--- SELECTED EXCERPT ---
※
Fayetteville : Bhutto, Barak to speak at UA
Posted on Friday, October 4, 2002
FAYETTEVILLE — University of Arkansas students who voted in a hefty fee earlier this year to bring more high-profile speakers to campus soon will see the results on an international scale.
Former prime ministers Benazir Bhutto of Pakistan and Ehud Barak of Israel will speak Oct. 24 at a forum in Barnhill Arena.
Bhutto and Barak will share their views on America’s future in the age of terrorism, future foreign partnerships, and the conflicts among Judaism, Islam and Christianity, UA officials announced Thursday.
Although the event is free to students and the public, tickets are required for admission. The university estimated that the tickets will be available at the Arkansas Union information desk starting Wednesday.
The forum will have a mixed format that includes 15 minutes of prepared comments from each former world leader followed by a moderator-led discussion and time for audience questions.
The university will pay each speaker a $50,000 lecturer’s fee, said Kathryn Sampson, an associate clinical professor of law who serves on the University Distinguished Lecturers Committee.
※
--- DIRECTIONS ---
1. Give again, word for word, the part of the news item on Bhutto and Barak that opens with the words containing "Former prime ministers" and closes with "for audience questions.".
2. Carry on the news item about Bhutto and Barak speaking at UA, starting right after its last sentence.
The records after this point are separate material and have nothing to do with the news item on the UA speakers.
※
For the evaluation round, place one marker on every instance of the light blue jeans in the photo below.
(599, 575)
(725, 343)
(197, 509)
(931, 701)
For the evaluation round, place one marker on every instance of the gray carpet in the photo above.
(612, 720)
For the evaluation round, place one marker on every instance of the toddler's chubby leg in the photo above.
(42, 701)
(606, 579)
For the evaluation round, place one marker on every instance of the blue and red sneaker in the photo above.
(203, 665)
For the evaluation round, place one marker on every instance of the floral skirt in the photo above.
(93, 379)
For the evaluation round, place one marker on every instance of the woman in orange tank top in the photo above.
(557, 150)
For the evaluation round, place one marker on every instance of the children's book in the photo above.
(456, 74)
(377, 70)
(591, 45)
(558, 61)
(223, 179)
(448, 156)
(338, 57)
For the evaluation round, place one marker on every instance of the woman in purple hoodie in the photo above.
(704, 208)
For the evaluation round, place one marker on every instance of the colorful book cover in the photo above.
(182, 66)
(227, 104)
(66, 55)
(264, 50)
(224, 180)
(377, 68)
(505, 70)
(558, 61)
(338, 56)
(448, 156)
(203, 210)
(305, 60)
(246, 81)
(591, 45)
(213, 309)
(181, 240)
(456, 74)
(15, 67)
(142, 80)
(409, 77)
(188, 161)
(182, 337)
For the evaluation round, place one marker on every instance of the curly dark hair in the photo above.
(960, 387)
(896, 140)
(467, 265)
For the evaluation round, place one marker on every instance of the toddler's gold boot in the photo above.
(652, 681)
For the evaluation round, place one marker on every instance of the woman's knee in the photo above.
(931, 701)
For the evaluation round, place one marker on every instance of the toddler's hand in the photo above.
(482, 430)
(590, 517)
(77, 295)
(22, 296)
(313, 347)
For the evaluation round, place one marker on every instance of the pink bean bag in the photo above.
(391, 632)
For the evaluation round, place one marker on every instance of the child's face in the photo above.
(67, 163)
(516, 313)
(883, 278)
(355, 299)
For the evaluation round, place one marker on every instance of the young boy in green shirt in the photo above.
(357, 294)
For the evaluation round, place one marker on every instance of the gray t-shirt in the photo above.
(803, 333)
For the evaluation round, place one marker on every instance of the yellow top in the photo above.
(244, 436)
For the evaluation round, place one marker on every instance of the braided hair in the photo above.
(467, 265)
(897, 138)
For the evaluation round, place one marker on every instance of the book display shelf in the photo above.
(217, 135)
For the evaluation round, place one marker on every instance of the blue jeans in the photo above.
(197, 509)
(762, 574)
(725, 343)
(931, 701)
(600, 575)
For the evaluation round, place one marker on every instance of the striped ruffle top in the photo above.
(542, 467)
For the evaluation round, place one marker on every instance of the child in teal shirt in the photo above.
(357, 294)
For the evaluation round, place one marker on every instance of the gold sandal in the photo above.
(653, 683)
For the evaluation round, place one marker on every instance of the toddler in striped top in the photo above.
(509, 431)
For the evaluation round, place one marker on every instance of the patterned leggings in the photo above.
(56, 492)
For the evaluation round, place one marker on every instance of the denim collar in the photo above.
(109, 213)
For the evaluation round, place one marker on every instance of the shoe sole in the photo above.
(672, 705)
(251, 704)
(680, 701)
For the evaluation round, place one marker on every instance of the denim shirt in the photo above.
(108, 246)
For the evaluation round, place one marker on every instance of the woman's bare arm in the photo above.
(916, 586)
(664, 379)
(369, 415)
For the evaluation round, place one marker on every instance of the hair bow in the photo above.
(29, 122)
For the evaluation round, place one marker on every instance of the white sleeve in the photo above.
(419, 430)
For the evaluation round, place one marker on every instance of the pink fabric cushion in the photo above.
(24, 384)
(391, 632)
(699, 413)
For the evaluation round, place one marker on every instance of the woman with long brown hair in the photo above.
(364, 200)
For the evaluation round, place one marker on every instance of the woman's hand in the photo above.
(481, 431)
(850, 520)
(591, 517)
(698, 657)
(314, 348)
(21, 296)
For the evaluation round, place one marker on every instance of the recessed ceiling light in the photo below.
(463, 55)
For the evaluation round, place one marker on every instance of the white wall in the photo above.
※
--- ANSWERS TO THE TASKS ---
1.
Former prime ministers Benazir Bhutto of Pakistan and Ehud Barak of Israel will speak Oct. 24 at a forum in Barnhill Arena.
Bhutto and Barak will share their views on America’s future in the age of terrorism, future foreign partnerships, and the conflicts among Judaism, Islam and Christianity, UA officials announced Thursday.
Although the event is free to students and the public, tickets are required for admission. The university estimated that the tickets will be available at the Arkansas Union information desk starting Wednesday.
The forum will have a mixed format that includes 15 minutes of prepared comments from each former world leader followed by a moderator-led discussion and time for audience questions.

2.
Students made the event possible last spring. The Associated Student Government passed legislation for a 45-cent-percredit-hour distinguished lecturers fee, which the student body then approved 1,518-1,028 in a March referendum. The fee later cleared the UA board of trustees.
A UA student carrying a typical 14-hour load in a semester would pay $6.30 for the fee.
As originally envisioned by the ASG’s Ben Hood, the fee would raise about $150,000 a year for two lecturers — one a world leader and the other from the entertainment or sports fields, said Sampson, who represents the Winthrop Rockefeller Distinguished Lecturers Advisory Board on the UA committee.
This academic year, the committee will have enough money for a third 2002-03 speaker because the fees for Bhutto and Barak were relatively low and enrollment increased this fall.
The committee has conservatively budgeted $177,000 for speakers this year and is now negotiating with actor James Earl Jones to be the series’ third speaker next spring, Sampson said.
The UA committee is a 50-50 mix of faculty and students. "The students who are on this committee now have been really active in the planning," Sampson said. "Their voice on the committee is a real important part of this process."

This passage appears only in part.